#### [EXERCISE A]
In the listing below, rename "head of a person" to "human head" in the lines starting with the first line of the listing and going on through the line with "98), (128, 102)]". Give those lines back with everything else unchanged.

#### [PROVIDED PASSAGE]

I don't understand how anyone could find the 2nd movement redundant. Even IF it shared ALL the material with the 1st mvmt (which is IMO not the case, I don't hear such close resemblance at all) this would be a bit like saying Beethoven should only have written 15 or 20 Diabelli-Variations, not 33, and that he was "lazy" by not writing another 15 variations on a different theme instead of using the same. 
But it is totally different. If pressed, I'd probably say that this is the real "Hauptsatz" of the 5th and the funeral march before an "overlong introduction" (which would also be nonsense, but maybe you get what I mean with that) To me, it seems more that the first two movements are both necessary and neither is redundant. I am trying to think of another or similar case with two closely related but still strongly contrasting movements but I am not sure. Maybe "fantasies" sharing some material/themes, like Schubert's Wandererfantasie or violin fantasy... Certainly there must be similar cases in later 20th century music.


----------



## Barbebleu

Waehnen said:


> I get the feeling of Mahler being lazy, uninventive or arrogant and that takes me out of the magic.


😡 That strange sound you hear would be the sound of my blood boiling and steam coming out of my ears. I doubt any of the great 20th century composers would have the cojones to call Mahler lazy, arrogant or lacking invention. You really have an inordinately high opinion of yourself with regard to pointing out the ‘faults’ of one of the greats. If you don’t like the things he does why on earth subject yourself to listening to him and even more so, subjecting us to your curious judgements?

#### [EXERCISE B]
List every composer mentioned by name in the forum discussion above.

#### [EXERCISE DATA]
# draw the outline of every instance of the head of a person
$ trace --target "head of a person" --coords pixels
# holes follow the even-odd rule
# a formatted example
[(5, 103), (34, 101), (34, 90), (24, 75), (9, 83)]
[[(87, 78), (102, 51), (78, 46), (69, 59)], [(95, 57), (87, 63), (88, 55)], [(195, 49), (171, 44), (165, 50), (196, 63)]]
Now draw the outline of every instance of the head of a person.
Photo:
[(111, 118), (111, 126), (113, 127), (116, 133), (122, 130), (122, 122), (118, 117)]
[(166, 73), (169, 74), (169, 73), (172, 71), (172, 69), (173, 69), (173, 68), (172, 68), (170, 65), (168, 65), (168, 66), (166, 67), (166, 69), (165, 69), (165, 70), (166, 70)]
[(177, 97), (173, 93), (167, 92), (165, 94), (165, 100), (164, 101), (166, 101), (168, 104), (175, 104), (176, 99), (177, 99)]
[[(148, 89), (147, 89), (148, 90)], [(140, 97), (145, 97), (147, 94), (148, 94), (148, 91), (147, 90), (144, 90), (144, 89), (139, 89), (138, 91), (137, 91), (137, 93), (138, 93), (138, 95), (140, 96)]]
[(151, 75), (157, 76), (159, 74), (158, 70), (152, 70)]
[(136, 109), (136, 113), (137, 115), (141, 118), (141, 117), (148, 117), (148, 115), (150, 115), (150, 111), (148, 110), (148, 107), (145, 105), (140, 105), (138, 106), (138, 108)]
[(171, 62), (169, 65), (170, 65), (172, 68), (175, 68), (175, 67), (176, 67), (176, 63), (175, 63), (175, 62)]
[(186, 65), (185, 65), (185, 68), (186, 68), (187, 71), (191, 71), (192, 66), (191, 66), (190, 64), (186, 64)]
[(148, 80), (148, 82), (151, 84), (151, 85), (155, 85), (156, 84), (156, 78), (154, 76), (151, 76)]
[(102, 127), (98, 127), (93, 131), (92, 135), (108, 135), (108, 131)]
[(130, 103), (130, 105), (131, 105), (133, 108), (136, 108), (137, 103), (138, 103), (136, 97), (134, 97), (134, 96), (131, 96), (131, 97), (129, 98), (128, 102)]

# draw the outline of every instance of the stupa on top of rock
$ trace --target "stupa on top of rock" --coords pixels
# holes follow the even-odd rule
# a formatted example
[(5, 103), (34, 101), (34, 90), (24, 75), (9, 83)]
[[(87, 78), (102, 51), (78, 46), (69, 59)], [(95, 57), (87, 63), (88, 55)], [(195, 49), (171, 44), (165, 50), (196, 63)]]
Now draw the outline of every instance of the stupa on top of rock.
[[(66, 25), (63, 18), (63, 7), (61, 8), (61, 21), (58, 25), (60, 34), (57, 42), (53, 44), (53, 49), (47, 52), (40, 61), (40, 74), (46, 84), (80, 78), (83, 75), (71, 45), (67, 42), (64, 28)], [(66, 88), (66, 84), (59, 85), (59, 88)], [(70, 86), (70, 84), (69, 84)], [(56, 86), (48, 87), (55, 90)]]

#### [EXERCISE RESULT A]
# draw the outline of every instance of the human head
$ trace --target "human head" --coords pixels
# holes follow the even-odd rule
# a formatted example
[(5, 103), (34, 101), (34, 90), (24, 75), (9, 83)]
[[(87, 78), (102, 51), (78, 46), (69, 59)], [(95, 57), (87, 63), (88, 55)], [(195, 49), (171, 44), (165, 50), (196, 63)]]
Now draw the outline of every instance of the human head.
Photo:
[(111, 118), (111, 126), (113, 127), (116, 133), (122, 130), (122, 122), (118, 117)]
[(166, 73), (169, 74), (169, 73), (172, 71), (172, 69), (173, 69), (173, 68), (172, 68), (170, 65), (168, 65), (168, 66), (166, 67), (166, 69), (165, 69), (165, 70), (166, 70)]
[(177, 97), (173, 93), (167, 92), (165, 94), (165, 100), (164, 101), (166, 101), (168, 104), (175, 104), (176, 99), (177, 99)]
[[(148, 89), (147, 89), (148, 90)], [(140, 97), (145, 97), (147, 94), (148, 94), (148, 91), (147, 90), (144, 90), (144, 89), (139, 89), (138, 91), (137, 91), (137, 93), (138, 93), (138, 95), (140, 96)]]
[(151, 75), (157, 76), (159, 74), (158, 70), (152, 70)]
[(136, 109), (136, 113), (137, 115), (141, 118), (141, 117), (148, 117), (148, 115), (150, 115), (150, 111), (148, 110), (148, 107), (145, 105), (140, 105), (138, 106), (138, 108)]
[(171, 62), (169, 65), (170, 65), (172, 68), (175, 68), (175, 67), (176, 67), (176, 63), (175, 63), (175, 62)]
[(186, 65), (185, 65), (185, 68), (186, 68), (187, 71), (191, 71), (192, 66), (191, 66), (190, 64), (186, 64)]
[(148, 80), (148, 82), (151, 84), (151, 85), (155, 85), (156, 84), (156, 78), (154, 76), (151, 76)]
[(102, 127), (98, 127), (93, 131), (92, 135), (108, 135), (108, 131)]
[(130, 103), (130, 105), (131, 105), (133, 108), (136, 108), (137, 103), (138, 103), (136, 97), (134, 97), (134, 96), (131, 96), (131, 97), (129, 98), (128, 102)]

#### [EXERCISE RESULT B]
Beethoven, Schubert, Mahler